Records excerpted from a collection:
BEGIN
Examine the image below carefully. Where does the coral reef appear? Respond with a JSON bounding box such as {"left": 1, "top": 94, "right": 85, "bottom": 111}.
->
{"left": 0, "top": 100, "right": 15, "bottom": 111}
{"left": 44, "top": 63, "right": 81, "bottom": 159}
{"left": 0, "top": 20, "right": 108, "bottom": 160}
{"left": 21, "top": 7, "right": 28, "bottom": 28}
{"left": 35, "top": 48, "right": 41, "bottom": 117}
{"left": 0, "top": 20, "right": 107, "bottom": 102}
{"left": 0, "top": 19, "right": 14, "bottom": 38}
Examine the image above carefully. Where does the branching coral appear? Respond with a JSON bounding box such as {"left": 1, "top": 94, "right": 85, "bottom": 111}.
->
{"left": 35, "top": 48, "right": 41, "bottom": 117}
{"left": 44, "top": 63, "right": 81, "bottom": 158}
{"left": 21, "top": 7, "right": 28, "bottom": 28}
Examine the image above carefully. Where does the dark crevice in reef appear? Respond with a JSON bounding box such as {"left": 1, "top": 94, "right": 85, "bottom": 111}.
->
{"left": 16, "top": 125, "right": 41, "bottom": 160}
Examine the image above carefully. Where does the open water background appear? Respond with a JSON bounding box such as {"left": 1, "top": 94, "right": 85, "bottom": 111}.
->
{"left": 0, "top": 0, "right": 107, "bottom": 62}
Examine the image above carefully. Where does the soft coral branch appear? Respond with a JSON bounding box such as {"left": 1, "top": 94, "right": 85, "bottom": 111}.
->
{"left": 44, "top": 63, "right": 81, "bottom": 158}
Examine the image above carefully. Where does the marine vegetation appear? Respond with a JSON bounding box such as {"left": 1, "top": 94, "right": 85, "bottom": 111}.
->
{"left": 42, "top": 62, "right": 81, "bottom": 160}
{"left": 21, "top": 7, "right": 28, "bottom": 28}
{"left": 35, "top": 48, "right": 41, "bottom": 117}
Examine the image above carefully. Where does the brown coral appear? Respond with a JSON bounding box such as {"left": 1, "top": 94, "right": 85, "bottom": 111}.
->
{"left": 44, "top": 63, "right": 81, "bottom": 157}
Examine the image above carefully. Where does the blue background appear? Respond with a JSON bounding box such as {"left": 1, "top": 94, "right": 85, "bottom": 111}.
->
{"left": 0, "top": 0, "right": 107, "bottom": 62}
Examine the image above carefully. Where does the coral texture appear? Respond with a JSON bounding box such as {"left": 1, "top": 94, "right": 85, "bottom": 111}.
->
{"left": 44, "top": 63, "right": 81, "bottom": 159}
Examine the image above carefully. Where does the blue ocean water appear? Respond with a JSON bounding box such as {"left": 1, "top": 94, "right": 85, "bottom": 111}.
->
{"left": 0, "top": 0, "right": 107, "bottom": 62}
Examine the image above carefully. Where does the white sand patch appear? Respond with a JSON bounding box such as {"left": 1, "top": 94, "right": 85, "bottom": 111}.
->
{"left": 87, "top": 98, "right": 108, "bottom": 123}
END
Exercise: Each of the records above is to be reproduced word for word.

Answer for this exercise:
Examine the image below carefully. Where does the coral reef appear? Respond with a JSON bounding box such as {"left": 1, "top": 94, "right": 85, "bottom": 111}.
->
{"left": 0, "top": 100, "right": 15, "bottom": 111}
{"left": 44, "top": 63, "right": 81, "bottom": 159}
{"left": 0, "top": 20, "right": 108, "bottom": 160}
{"left": 21, "top": 7, "right": 28, "bottom": 28}
{"left": 35, "top": 48, "right": 41, "bottom": 117}
{"left": 0, "top": 20, "right": 107, "bottom": 102}
{"left": 0, "top": 19, "right": 14, "bottom": 38}
Examine the image above carefully. Where does the branching coral appear? Respond with a JSON bounding box such as {"left": 1, "top": 94, "right": 85, "bottom": 111}.
->
{"left": 35, "top": 48, "right": 41, "bottom": 117}
{"left": 44, "top": 63, "right": 81, "bottom": 158}
{"left": 21, "top": 7, "right": 28, "bottom": 28}
Examine the image above carefully. Where does the dark crevice in reef appear? Respond with a JSON bounding box such as {"left": 1, "top": 94, "right": 85, "bottom": 111}.
->
{"left": 16, "top": 125, "right": 41, "bottom": 160}
Examine the image above carefully. Where does the open water background appear? Respond with a JSON bounding box such as {"left": 1, "top": 94, "right": 85, "bottom": 111}.
->
{"left": 0, "top": 0, "right": 107, "bottom": 62}
Examine the image above carefully. Where does the soft coral branch appear? Respond with a JSON bounding box such as {"left": 1, "top": 94, "right": 85, "bottom": 111}.
->
{"left": 44, "top": 63, "right": 81, "bottom": 158}
Examine the image above carefully. Where does the marine vegetation appear? Respond with a JSON bounding box such as {"left": 1, "top": 94, "right": 85, "bottom": 111}.
->
{"left": 42, "top": 62, "right": 81, "bottom": 160}
{"left": 21, "top": 7, "right": 28, "bottom": 28}
{"left": 35, "top": 48, "right": 41, "bottom": 117}
Examine the image above carefully. Where does the brown coral appear? Respond with a JSON bounding box such as {"left": 1, "top": 94, "right": 85, "bottom": 111}.
->
{"left": 44, "top": 63, "right": 81, "bottom": 157}
Examine the image above carefully. Where does the blue background appear? Respond with a JSON bounding box such as {"left": 1, "top": 94, "right": 85, "bottom": 111}.
->
{"left": 0, "top": 0, "right": 107, "bottom": 62}
Examine the image above carefully. Where does the coral texture appear? Respond with a JSON bounding box such as {"left": 1, "top": 94, "right": 85, "bottom": 111}.
->
{"left": 44, "top": 63, "right": 81, "bottom": 159}
Examine the image above carefully. Where does the blue ocean water appear? Respond with a JSON bounding box such as {"left": 1, "top": 94, "right": 85, "bottom": 111}.
->
{"left": 0, "top": 0, "right": 107, "bottom": 62}
Examine the image above carefully. Where does the white sand patch appear? Respond with a JSON bounding box such as {"left": 1, "top": 94, "right": 85, "bottom": 111}.
->
{"left": 87, "top": 98, "right": 108, "bottom": 123}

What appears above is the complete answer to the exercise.